__Exercise brief__: Please retype every entry below, keeping it exactly the same.

◇ ◇ ◇ ◇

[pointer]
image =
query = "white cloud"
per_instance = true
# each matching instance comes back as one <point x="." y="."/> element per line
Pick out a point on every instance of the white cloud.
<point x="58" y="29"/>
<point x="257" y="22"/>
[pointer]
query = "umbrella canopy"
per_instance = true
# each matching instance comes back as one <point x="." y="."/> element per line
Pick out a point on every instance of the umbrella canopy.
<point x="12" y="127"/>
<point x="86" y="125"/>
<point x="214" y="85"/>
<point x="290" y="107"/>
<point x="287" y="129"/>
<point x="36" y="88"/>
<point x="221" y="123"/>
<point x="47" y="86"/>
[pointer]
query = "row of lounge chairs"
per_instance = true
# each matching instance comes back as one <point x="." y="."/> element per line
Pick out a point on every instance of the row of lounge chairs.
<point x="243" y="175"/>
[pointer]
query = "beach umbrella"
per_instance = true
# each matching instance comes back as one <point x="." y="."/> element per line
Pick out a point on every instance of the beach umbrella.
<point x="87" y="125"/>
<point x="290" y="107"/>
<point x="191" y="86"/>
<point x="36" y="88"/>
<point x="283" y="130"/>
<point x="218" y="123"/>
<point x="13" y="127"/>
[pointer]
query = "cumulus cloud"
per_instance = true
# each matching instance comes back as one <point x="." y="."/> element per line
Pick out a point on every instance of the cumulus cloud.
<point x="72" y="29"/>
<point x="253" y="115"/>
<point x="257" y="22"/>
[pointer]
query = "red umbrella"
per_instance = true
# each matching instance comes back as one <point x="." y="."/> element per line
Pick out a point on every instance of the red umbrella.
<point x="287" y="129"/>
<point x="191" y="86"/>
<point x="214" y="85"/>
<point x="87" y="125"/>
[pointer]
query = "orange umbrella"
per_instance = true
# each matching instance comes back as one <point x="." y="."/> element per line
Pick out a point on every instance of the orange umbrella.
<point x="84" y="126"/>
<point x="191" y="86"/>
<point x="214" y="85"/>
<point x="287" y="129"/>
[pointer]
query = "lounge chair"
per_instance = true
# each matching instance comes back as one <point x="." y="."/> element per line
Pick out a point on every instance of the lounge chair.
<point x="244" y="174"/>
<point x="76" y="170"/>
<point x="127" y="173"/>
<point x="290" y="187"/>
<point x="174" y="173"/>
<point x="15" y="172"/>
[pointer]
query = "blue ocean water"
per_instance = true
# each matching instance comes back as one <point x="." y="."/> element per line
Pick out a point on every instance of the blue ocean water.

◇ ◇ ◇ ◇

__Response to this task__:
[pointer]
image =
query = "white cloud"
per_instance = true
# each matching instance comes back as one <point x="." y="."/> element per line
Pick out a point on every instance of the white cloud.
<point x="58" y="29"/>
<point x="257" y="22"/>
[pointer]
query = "umbrella canopy"
per_instance = true
# each matching instance comes back as one <point x="." y="."/> element per line
Pick out a point on every instance of the umbrella canopy.
<point x="12" y="127"/>
<point x="86" y="125"/>
<point x="214" y="85"/>
<point x="290" y="107"/>
<point x="287" y="129"/>
<point x="36" y="88"/>
<point x="221" y="123"/>
<point x="47" y="86"/>
[pointer]
query = "row of lounge chairs"
per_instance = true
# each matching instance comes back as one <point x="." y="."/> element per line
Pick out a point on every instance of the row of lounge chairs.
<point x="243" y="175"/>
[pointer]
query = "beach umbrella"
per_instance = true
# each matching instance comes back as one <point x="." y="."/> element per line
Pick out a point on every instance of the beach umbrella.
<point x="87" y="125"/>
<point x="290" y="107"/>
<point x="191" y="86"/>
<point x="36" y="88"/>
<point x="283" y="130"/>
<point x="218" y="123"/>
<point x="13" y="127"/>
[pointer]
query = "cumulus cloud"
per_instance = true
# each matching instance comes back as one <point x="." y="."/> element per line
Pick out a point on every instance of the cumulus cloud.
<point x="72" y="29"/>
<point x="253" y="115"/>
<point x="257" y="22"/>
[pointer]
query = "red umbrella"
per_instance = true
# each matching instance comes back as one <point x="." y="."/> element per line
Pick out a point on every instance of the red umbrella.
<point x="287" y="129"/>
<point x="191" y="86"/>
<point x="214" y="85"/>
<point x="87" y="125"/>
[pointer]
query = "orange umbrella"
per_instance = true
# each matching instance comes back as one <point x="." y="."/> element per line
Pick out a point on every instance of the orange umbrella.
<point x="84" y="126"/>
<point x="191" y="86"/>
<point x="214" y="85"/>
<point x="287" y="129"/>
[pointer]
query = "lounge chair"
per_instance = true
# each matching instance comes back as one <point x="." y="."/> element per line
Pick out a point on every instance of the lounge chair.
<point x="244" y="174"/>
<point x="76" y="170"/>
<point x="127" y="173"/>
<point x="290" y="187"/>
<point x="174" y="173"/>
<point x="15" y="172"/>
[pointer]
query = "blue ocean water"
per_instance = true
# each matching instance comes back as one <point x="." y="."/> element per line
Pick out a point on every instance of the blue ocean water.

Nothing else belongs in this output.